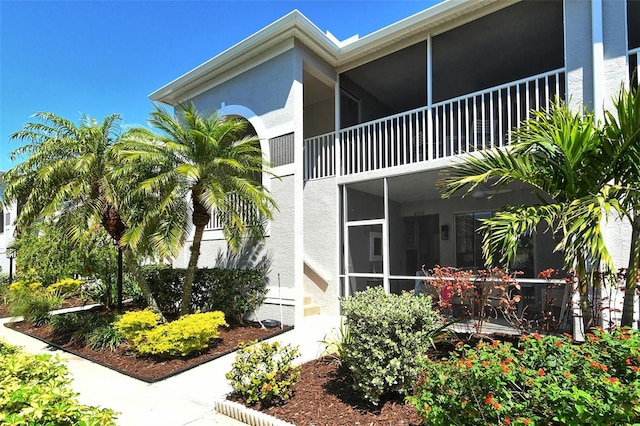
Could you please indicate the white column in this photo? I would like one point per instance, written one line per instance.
(298, 194)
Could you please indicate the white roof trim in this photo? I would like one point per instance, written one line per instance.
(336, 53)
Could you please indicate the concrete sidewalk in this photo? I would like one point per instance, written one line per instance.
(185, 399)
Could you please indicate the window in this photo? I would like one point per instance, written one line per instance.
(469, 240)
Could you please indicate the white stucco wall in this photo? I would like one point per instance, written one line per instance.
(321, 242)
(578, 53)
(264, 96)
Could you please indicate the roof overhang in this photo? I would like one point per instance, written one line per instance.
(341, 56)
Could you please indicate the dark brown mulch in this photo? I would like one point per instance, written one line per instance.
(149, 369)
(323, 397)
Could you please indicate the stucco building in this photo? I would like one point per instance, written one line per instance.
(358, 130)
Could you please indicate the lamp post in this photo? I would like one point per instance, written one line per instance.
(11, 254)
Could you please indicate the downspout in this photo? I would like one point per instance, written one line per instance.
(597, 37)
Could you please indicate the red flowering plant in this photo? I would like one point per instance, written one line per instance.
(478, 297)
(544, 380)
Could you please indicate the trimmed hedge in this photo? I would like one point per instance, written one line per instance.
(235, 292)
(386, 333)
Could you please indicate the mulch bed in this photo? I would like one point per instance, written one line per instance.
(149, 369)
(323, 397)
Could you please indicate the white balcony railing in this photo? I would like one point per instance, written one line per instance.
(469, 123)
(634, 66)
(247, 212)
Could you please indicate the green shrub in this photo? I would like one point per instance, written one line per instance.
(386, 332)
(132, 323)
(546, 381)
(32, 302)
(235, 292)
(105, 337)
(81, 325)
(65, 287)
(264, 372)
(35, 390)
(188, 334)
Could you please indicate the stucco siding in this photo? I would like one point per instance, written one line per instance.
(320, 243)
(579, 53)
(265, 90)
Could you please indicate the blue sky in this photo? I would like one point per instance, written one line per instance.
(103, 57)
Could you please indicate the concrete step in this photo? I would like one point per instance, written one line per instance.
(310, 308)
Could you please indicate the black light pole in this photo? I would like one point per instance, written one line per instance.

---------------

▶ _Exercise aim_: Copy out the lines from the line containing "Could you please indicate the lamp" to the end of the listing above, without alteration.

▶ _Final result_:
Could you please indicate the lamp post in this photo? I would like one point per instance, written one line per instance.
(11, 254)
Could you please indicate the downspout in this photo? I would like one point per instance, written one line per instance.
(597, 37)
Could you please indicate the red flowering plant in this photo? I would like one point per instance, written one line per instance.
(478, 297)
(544, 380)
Could you please indicate the trimmed hedge in this photo? I would like one point per instance, written one line per instance.
(235, 292)
(386, 333)
Could you please indicate the mulch bed in this photo? I would like one point per instance, written one line per instance.
(149, 369)
(323, 397)
Could you please indicate the white balcony railing in this photo? I would like one point per instance, written one line per instance.
(469, 123)
(634, 66)
(247, 212)
Could you please indicate the green shrub in this photo? I would like one point per instance, written one line per instance.
(386, 332)
(132, 323)
(546, 381)
(32, 302)
(235, 292)
(105, 337)
(81, 325)
(65, 287)
(264, 372)
(35, 390)
(188, 334)
Could you please indicate the stucco siding in this photo? I would like one point per instance, written one line per instance.
(320, 243)
(579, 53)
(265, 90)
Could you please indicate the blue sky in this photo? I would like one point per instance, written one line per instance.
(103, 57)
Could you please indicate the concrete step in this photo? I would like one point per instance, written one line per instance.
(310, 308)
Could you please indicate the black light pole in this photo? I would like one point per instance, written one line per instance.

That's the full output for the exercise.